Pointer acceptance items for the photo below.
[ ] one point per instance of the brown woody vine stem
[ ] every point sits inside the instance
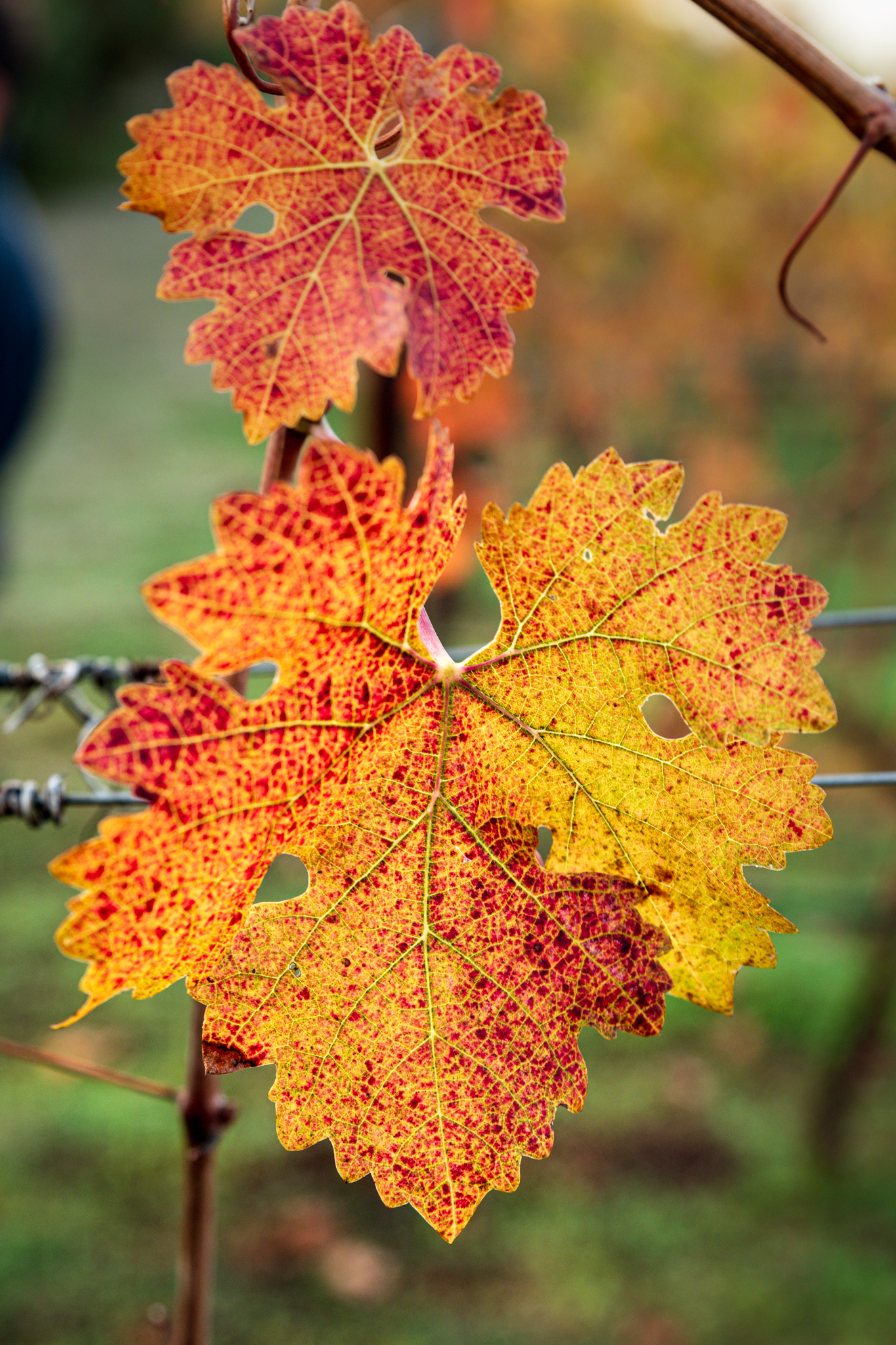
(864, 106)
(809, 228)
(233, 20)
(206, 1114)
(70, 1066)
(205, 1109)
◇ ◇ ◇ ◇ ◇ ◇ ◇
■ **The task**
Produce a verbatim copy of all records, minus pictures.

■ **Reply**
Pointer acceptance items for the photo below.
[ ] one point per instance of the brown woody vine stem
[ ] every point sits inside the instance
(864, 106)
(809, 228)
(233, 20)
(206, 1114)
(70, 1066)
(205, 1109)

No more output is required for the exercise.